## Work request
Reproduce every line below exactly as written; do not include the images.

Segment Open

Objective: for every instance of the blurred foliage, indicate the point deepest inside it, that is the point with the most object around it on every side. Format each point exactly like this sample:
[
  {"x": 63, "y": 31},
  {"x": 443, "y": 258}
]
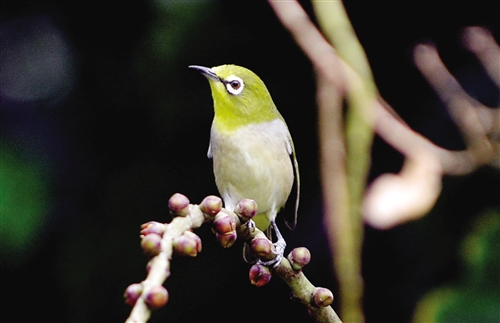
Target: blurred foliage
[
  {"x": 98, "y": 158},
  {"x": 475, "y": 297},
  {"x": 24, "y": 203}
]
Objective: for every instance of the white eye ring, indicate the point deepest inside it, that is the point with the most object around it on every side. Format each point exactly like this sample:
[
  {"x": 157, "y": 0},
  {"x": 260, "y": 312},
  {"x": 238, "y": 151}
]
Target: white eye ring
[{"x": 234, "y": 85}]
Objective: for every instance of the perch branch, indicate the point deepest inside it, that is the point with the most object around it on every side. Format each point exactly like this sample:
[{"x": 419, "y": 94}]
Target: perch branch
[{"x": 162, "y": 241}]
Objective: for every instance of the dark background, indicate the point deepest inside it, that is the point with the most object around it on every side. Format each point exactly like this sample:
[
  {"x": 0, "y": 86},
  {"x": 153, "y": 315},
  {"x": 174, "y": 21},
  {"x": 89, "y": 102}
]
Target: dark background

Segment Closed

## Worked solution
Objective: for every instance of the blurred foliage, indicate the point deepest inside it, that is the point with the most object around it on every side. Format each point exactly like this sample:
[
  {"x": 63, "y": 31},
  {"x": 443, "y": 258}
]
Target: blurred foliage
[
  {"x": 98, "y": 158},
  {"x": 475, "y": 297},
  {"x": 24, "y": 203}
]
Objective: for every instance of the white eye ring, indicate the point deepest inside it, that is the point with the most object around it on every side. Format each point exactly like this sample:
[
  {"x": 157, "y": 0},
  {"x": 260, "y": 312},
  {"x": 238, "y": 151}
]
Target: white eye ring
[{"x": 234, "y": 85}]
Objective: for every instance of the perch branch, indicate the point deepest inside it, that is the point with the most object around it on every side. Format each point exactly like this sample:
[{"x": 419, "y": 94}]
Target: perch branch
[{"x": 162, "y": 241}]
Objective: for every instance of the dark background, indicate the point deepest inside it, that is the point with the most object around it on every side. Format each point exactly like this sample:
[
  {"x": 0, "y": 86},
  {"x": 153, "y": 315},
  {"x": 174, "y": 21},
  {"x": 89, "y": 102}
]
Target: dark background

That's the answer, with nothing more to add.